▸ **EXERCISE AIM**: Please go over the material below and count each line with the string "path", giving only the total.

-- RAW DATA follows --

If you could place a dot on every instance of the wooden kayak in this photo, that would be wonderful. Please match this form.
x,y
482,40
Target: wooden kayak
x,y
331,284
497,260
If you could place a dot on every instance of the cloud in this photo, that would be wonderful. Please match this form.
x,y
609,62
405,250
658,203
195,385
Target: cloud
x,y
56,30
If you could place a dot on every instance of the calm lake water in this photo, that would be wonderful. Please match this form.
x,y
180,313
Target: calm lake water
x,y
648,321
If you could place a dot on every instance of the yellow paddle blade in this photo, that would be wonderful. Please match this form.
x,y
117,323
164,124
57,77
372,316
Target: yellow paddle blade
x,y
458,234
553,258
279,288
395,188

-- RAW DATA concluded --
-- RAW DATA follows --

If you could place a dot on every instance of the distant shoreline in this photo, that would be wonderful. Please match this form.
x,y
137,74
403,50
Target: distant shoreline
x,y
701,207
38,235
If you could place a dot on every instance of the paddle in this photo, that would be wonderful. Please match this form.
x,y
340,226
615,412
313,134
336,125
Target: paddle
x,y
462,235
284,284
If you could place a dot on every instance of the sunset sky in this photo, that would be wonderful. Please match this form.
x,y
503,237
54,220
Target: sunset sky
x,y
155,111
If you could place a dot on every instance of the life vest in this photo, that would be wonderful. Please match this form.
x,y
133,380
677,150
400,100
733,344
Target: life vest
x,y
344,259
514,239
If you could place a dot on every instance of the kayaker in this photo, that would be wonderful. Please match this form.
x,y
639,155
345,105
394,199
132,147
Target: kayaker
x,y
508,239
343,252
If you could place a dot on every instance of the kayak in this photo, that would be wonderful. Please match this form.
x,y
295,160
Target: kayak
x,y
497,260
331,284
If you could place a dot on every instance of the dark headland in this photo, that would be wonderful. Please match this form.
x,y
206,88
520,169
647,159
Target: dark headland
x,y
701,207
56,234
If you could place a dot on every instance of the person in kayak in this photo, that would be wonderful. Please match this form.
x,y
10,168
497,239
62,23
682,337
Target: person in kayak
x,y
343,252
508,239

-- RAW DATA concluded --
-- RAW DATA follows --

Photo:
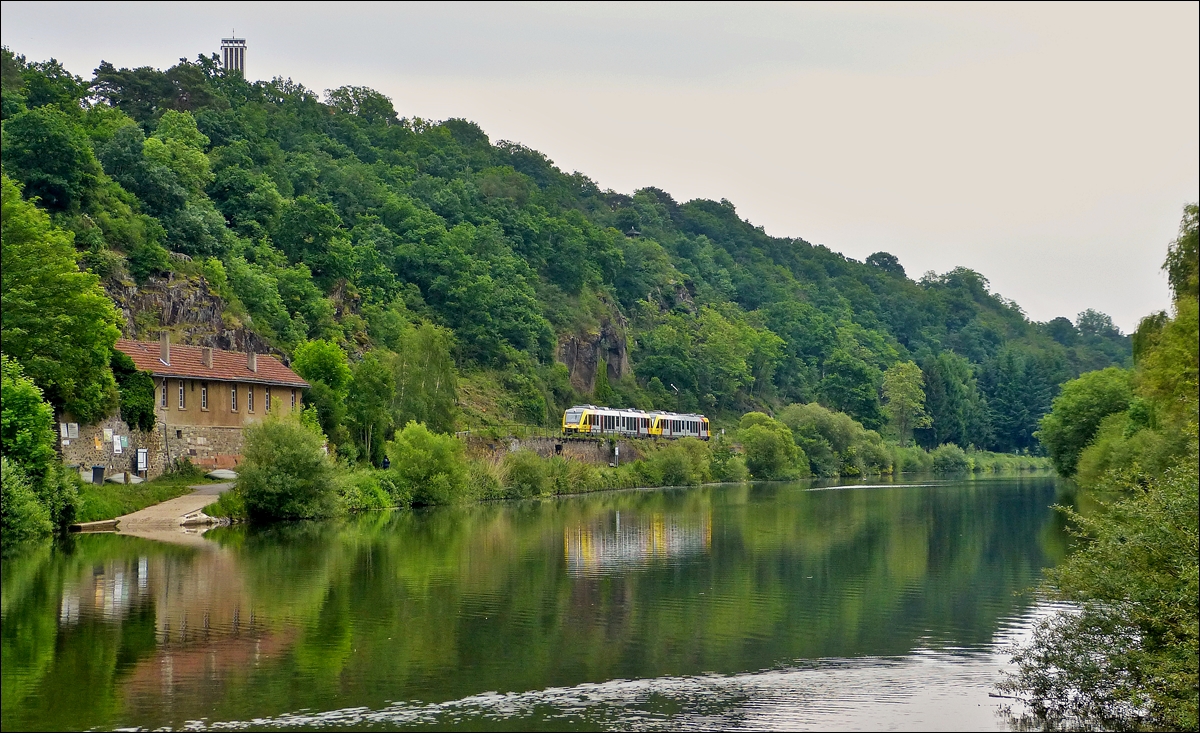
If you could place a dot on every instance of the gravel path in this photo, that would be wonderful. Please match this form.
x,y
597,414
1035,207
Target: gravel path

-- RAW DATA concluded --

▸ **OUTPUT BELOW**: 2